→ WHAT YOU ARE ASKED TO DO:
Print every line below without adding or leaving out a single word.
- - - - -
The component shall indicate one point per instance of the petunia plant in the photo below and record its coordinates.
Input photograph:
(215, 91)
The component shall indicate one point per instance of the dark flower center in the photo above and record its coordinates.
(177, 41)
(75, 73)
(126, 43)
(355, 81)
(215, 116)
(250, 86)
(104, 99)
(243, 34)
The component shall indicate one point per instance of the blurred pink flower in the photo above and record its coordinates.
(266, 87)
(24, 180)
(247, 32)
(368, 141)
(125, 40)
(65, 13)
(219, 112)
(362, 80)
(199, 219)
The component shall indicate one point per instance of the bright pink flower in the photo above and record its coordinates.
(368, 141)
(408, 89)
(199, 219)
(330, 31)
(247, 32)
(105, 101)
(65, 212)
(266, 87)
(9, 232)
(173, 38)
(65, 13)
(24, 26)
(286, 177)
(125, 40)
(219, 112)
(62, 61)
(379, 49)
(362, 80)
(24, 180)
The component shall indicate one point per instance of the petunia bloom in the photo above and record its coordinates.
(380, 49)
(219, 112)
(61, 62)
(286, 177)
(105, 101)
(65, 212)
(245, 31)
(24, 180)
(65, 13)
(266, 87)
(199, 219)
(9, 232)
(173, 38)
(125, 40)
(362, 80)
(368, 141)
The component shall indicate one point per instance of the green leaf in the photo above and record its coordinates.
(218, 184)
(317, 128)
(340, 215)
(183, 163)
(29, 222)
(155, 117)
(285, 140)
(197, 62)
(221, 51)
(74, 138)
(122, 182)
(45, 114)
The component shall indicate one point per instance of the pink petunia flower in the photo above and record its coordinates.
- - - - -
→ TASK OUTPUT:
The component shall indicate one point per instance of the petunia plant in the photo below and record its coordinates.
Input photograph:
(215, 91)
The component shall indicate one point per instance of the dark flower center in the photo above and record its coordinates.
(177, 41)
(75, 73)
(126, 43)
(355, 81)
(215, 116)
(250, 86)
(104, 99)
(243, 34)
The component shall indicate one point per instance of the blurred pink flower in the photo above and record its coordinates.
(266, 87)
(24, 180)
(247, 32)
(368, 141)
(125, 40)
(65, 13)
(219, 112)
(362, 80)
(199, 219)
The component shall indicate one point per instance of the bright pink flower in the photo above and record its coordinates.
(368, 141)
(408, 89)
(199, 219)
(330, 31)
(247, 32)
(105, 101)
(65, 212)
(266, 87)
(9, 232)
(173, 38)
(65, 13)
(24, 26)
(286, 177)
(125, 40)
(219, 112)
(62, 61)
(379, 49)
(362, 80)
(24, 180)
The component shall indicate one point per instance of the petunia bloom in the photo above and record its coordinates.
(380, 49)
(219, 112)
(61, 62)
(286, 177)
(105, 101)
(65, 212)
(245, 31)
(24, 180)
(65, 13)
(266, 87)
(199, 219)
(9, 232)
(173, 38)
(125, 40)
(362, 80)
(368, 141)
The component shall indicate one point per instance of the green leaf in the photo above and record its coordinates.
(218, 184)
(317, 128)
(340, 215)
(183, 163)
(29, 222)
(155, 117)
(285, 140)
(197, 62)
(221, 51)
(74, 138)
(122, 182)
(45, 114)
The component shall indicate one point per instance of the pink petunia flower in the photo above and record its coordinates.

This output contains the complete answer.